Josse De Pauw : en attendant la camarde

par Sandro Ferretti
samedi 16 janvier 2010

C’est par une affiche dans le métro, moi qui ne prend jamais le métro, que je suis venu à ce bonhomme rare, donc cher. Une affiche où il s’affiche, oui, mais la cigarette à la main, à l’heure où d’autres, en France, luttent pour gommer les volutes de l’objet du délit de mal-pensance. Et puis, au cas où ce ne serait pas encore assez clair, l’affiche annonçant la rétrospective qui lui est dédiée jusqu’à la mi-février à Bruxelles indique : « Josse De Pauw, 1952 - ? » . Autant dire que le personnage, avec sa gueule de Jean Reno en version subtile, m’a intrigué. J’ai fait des fouilles. Il en ressort que ce Monsieur pourrait reprendre à son compte la phrase de Desproges : « il ne faut pas prendre la vie trop au sérieux. Est-ce qu’elle nous prend au sérieux, elle ? ». Il salue sobrement et lucidement cet hommage belge en disant : « Je trouve que c’est un bon début d’année. J’espère y survivre. A l’année comme à l’hommage. Les rétrospectives, d’ordinaire, c’est pour les morts ».

CONSIGNES ET EXIGENCES:
Restituez intégralement l'article ci-dessus sur Josse De Pauw, s'il vous plaît, sans rien y modifier.

DONNÉES EXTRAITES:
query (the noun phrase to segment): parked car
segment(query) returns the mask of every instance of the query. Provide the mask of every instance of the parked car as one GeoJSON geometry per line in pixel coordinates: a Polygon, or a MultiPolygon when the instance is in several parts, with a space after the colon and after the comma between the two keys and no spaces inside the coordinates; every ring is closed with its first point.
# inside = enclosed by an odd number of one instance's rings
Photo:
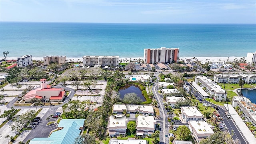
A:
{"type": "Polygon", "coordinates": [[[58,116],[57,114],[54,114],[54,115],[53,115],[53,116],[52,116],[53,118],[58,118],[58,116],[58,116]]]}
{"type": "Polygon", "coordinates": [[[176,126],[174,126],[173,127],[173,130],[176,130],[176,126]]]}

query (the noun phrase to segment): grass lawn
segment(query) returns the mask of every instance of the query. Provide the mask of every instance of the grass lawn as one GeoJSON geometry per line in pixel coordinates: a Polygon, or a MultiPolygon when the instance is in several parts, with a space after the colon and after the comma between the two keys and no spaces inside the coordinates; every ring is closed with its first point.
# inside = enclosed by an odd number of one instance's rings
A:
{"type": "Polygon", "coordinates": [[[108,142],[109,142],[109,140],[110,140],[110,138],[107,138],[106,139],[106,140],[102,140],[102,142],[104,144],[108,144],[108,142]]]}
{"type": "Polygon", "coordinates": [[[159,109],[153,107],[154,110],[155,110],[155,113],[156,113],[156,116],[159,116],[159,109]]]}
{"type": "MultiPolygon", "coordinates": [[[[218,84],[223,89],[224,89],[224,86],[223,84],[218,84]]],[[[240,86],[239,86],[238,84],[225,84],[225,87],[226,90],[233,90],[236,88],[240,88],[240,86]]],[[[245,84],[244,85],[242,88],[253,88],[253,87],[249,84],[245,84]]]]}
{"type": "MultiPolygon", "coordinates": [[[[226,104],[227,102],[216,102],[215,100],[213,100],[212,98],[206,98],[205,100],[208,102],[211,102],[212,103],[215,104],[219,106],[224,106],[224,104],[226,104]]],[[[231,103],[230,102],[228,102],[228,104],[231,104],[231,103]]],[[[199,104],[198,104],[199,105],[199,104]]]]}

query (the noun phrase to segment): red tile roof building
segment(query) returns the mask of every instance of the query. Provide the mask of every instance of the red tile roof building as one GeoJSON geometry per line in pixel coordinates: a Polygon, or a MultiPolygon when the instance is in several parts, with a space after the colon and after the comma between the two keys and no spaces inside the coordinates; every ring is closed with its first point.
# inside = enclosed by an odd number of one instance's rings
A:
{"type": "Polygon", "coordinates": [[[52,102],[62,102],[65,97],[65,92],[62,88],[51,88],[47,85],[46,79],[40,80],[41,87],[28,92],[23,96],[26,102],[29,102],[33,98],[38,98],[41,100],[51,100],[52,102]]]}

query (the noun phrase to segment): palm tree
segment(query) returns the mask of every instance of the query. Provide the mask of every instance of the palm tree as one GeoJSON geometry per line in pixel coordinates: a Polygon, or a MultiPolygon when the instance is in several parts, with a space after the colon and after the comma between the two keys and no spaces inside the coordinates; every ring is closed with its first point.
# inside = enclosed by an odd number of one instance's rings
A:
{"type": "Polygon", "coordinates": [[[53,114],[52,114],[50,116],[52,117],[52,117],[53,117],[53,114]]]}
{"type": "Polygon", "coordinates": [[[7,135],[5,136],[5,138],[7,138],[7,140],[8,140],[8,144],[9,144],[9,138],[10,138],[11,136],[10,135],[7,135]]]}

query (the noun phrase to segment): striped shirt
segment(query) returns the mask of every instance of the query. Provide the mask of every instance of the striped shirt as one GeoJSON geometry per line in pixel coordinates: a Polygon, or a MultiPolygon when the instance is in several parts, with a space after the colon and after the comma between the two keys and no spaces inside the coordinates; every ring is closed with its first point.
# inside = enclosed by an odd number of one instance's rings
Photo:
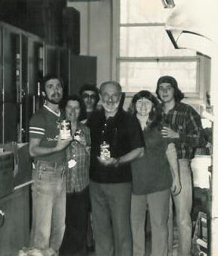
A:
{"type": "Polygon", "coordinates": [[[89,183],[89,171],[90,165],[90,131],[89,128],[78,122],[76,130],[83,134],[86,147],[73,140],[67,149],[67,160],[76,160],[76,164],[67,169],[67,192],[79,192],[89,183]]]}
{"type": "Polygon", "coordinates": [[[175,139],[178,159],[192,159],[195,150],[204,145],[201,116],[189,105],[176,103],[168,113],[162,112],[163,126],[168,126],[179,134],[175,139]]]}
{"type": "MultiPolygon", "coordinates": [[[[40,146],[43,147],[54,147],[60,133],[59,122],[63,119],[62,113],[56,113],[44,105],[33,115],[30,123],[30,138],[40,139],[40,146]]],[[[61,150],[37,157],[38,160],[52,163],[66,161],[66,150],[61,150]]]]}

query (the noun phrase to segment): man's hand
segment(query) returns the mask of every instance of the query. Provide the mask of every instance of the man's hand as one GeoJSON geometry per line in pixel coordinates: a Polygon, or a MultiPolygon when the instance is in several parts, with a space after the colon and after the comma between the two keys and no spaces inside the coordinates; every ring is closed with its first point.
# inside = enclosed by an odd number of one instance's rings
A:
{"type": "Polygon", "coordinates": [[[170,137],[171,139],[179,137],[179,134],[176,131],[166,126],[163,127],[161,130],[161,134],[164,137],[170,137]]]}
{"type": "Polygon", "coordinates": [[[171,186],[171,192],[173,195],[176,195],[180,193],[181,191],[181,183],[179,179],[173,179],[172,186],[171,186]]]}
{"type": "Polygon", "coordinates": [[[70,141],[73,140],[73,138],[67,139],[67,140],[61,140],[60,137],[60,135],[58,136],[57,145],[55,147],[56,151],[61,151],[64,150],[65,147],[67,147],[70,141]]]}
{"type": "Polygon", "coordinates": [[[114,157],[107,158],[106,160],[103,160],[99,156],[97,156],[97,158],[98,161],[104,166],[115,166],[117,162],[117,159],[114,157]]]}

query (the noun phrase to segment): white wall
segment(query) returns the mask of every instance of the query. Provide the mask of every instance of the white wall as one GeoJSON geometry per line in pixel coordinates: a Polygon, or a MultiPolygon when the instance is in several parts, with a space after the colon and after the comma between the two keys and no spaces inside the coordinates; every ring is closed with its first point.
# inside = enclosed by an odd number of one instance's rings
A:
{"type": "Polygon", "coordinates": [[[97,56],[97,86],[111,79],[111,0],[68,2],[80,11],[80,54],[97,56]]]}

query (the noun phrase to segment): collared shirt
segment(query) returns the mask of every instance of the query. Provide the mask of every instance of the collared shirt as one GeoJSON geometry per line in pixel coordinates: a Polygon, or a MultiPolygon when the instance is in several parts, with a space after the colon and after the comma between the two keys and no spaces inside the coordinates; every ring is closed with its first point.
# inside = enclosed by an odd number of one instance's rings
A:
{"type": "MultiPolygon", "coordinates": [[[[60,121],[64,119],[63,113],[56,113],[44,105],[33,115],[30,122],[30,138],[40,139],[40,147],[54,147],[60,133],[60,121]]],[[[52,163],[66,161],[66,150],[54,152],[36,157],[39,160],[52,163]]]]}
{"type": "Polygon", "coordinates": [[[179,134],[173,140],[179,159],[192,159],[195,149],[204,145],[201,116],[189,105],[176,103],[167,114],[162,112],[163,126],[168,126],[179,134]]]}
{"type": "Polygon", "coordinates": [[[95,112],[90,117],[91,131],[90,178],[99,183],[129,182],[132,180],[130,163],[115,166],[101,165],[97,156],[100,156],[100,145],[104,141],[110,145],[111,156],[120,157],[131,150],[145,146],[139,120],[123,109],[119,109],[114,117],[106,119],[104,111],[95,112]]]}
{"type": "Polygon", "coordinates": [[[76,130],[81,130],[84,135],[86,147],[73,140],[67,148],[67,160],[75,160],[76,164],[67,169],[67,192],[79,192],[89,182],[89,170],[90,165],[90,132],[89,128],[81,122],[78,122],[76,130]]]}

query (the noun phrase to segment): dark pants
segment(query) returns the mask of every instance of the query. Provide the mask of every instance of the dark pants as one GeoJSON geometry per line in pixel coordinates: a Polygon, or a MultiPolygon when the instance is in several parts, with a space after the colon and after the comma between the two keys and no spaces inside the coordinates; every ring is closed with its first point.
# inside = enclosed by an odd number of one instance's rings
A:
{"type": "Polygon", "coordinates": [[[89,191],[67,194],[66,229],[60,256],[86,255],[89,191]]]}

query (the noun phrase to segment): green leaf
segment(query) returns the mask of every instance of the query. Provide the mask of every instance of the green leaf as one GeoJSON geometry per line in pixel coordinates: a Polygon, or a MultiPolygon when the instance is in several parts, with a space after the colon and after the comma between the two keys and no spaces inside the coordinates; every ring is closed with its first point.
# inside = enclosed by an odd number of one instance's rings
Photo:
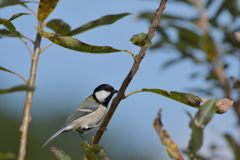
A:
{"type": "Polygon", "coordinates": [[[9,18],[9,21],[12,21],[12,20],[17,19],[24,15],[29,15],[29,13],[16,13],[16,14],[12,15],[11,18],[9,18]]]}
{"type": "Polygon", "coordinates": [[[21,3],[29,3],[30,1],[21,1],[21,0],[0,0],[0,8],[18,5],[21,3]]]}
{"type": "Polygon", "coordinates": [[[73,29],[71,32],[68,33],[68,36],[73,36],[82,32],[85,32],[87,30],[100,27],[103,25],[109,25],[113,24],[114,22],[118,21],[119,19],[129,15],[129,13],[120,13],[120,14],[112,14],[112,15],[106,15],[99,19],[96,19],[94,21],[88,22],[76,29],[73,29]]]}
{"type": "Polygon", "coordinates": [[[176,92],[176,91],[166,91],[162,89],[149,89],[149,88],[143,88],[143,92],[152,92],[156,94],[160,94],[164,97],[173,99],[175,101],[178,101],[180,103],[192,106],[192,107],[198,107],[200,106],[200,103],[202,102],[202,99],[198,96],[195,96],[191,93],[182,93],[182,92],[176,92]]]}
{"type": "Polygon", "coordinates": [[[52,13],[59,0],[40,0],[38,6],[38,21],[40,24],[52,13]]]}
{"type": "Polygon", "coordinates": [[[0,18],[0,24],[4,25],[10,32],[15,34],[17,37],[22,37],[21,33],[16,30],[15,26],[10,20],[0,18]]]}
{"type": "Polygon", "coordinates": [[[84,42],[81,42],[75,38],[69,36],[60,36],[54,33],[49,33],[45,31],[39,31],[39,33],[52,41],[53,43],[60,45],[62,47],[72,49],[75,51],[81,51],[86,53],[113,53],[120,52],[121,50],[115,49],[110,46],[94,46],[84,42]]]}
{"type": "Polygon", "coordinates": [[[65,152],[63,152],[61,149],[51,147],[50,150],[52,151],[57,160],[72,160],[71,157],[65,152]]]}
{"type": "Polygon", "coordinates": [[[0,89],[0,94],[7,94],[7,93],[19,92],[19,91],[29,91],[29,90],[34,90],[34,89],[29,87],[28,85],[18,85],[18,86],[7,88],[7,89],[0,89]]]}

SOLUTION PROPOSÉE:
Josse De Pauw : en attendant la camarde

par Sandro Ferretti
samedi 16 janvier 2010

C’est par une affiche dans le métro, moi qui ne prend jamais le métro, que je suis venu à ce bonhomme rare, donc cher. Une affiche où il s’affiche, oui, mais la cigarette à la main, à l’heure où d’autres, en France, luttent pour gommer les volutes de l’objet du délit de mal-pensance. Et puis, au cas où ce ne serait pas encore assez clair, l’affiche annonçant la rétrospective qui lui est dédiée jusqu’à la mi-février à Bruxelles indique : « Josse De Pauw, 1952 - ? » . Autant dire que le personnage, avec sa gueule de Jean Reno en version subtile, m’a intrigué. J’ai fait des fouilles. Il en ressort que ce Monsieur pourrait reprendre à son compte la phrase de Desproges : « il ne faut pas prendre la vie trop au sérieux. Est-ce qu’elle nous prend au sérieux, elle ? ». Il salue sobrement et lucidement cet hommage belge en disant : « Je trouve que c’est un bon début d’année. J’espère y survivre. A l’année comme à l’hommage. Les rétrospectives, d’ordinaire, c’est pour les morts ».